[What you have to do] Return every line of the items below that contains the word "depicted".

Begin Entries supplied

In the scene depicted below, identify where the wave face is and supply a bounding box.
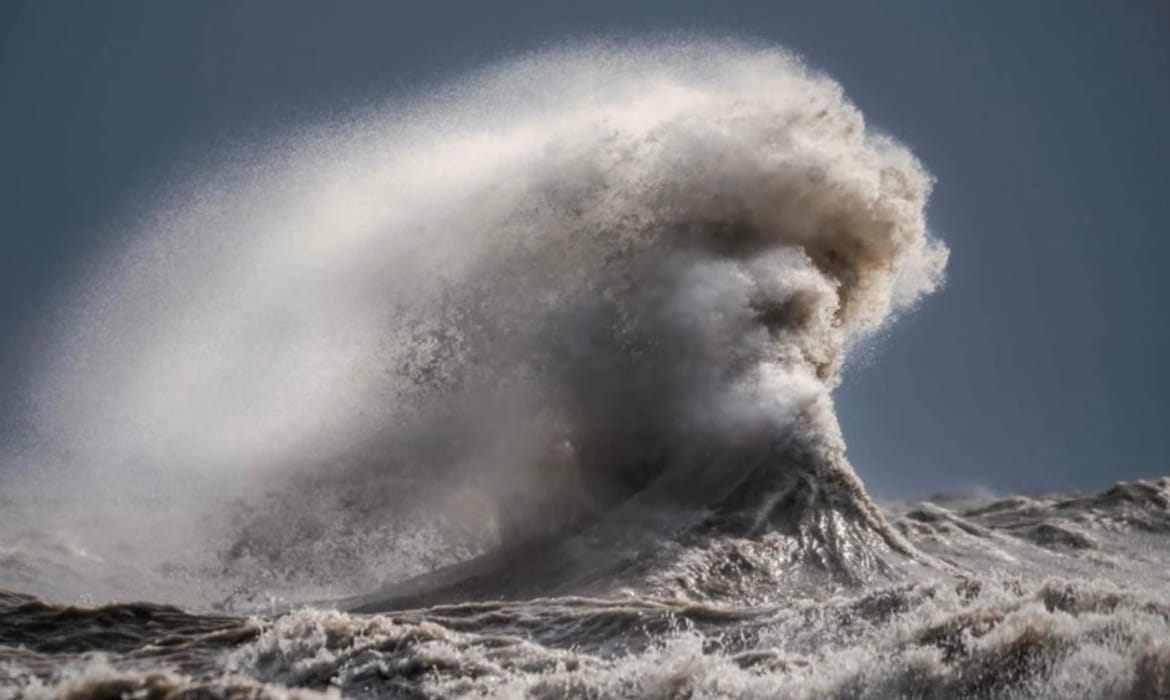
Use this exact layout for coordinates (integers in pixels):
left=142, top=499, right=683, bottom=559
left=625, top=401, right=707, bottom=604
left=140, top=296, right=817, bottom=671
left=2, top=43, right=947, bottom=603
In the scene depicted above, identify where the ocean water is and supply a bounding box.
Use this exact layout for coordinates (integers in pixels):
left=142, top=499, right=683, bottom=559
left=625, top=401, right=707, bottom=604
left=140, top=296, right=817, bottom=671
left=0, top=40, right=1170, bottom=699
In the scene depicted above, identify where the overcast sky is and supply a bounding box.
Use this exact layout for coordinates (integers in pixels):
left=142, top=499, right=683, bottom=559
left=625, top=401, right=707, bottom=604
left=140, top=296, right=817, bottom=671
left=0, top=0, right=1170, bottom=494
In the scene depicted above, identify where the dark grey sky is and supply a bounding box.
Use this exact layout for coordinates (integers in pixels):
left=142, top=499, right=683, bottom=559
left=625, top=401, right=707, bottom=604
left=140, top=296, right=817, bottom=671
left=0, top=0, right=1170, bottom=494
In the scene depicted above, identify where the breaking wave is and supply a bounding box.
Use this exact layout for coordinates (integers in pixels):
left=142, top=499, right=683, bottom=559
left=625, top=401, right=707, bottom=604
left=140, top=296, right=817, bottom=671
left=6, top=42, right=947, bottom=605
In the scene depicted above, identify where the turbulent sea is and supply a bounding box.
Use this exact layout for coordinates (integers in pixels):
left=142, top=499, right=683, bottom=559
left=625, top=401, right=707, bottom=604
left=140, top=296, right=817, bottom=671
left=0, top=40, right=1170, bottom=699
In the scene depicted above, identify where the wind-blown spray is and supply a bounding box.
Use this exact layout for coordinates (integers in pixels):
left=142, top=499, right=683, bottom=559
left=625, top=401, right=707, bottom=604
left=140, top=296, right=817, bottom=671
left=4, top=43, right=947, bottom=608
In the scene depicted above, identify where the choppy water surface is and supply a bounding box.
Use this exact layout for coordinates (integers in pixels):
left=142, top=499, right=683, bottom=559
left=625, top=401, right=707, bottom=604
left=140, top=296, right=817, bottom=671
left=0, top=41, right=1170, bottom=698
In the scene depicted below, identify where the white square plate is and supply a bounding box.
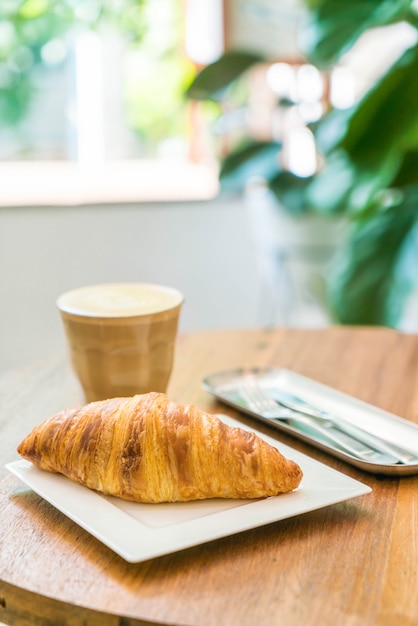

End Entries supplied

[Result of the task]
In the scene depicted below, identify where the wave face is and supply a bounding box.
In the scene depicted above, identify where the ocean water is and supply a bounding box.
In the scene depicted above, identify where the overcast sky is and supply a bounding box.
In the scene depicted above, identify where the dark grey sky is and supply a bounding box.
In the scene depicted above, identify where the breaking wave is and supply a bounding box.
In the scene depicted above, identify where the turbulent sea is and supply a bounding box.
In the scene depicted above, identify where the wind-blown spray is and supply a bounding box.
In the scene depicted above, identify where the choppy water surface is and supply a bounding box.
In the scene depicted below, identify where the white square plate is and supply a bounding box.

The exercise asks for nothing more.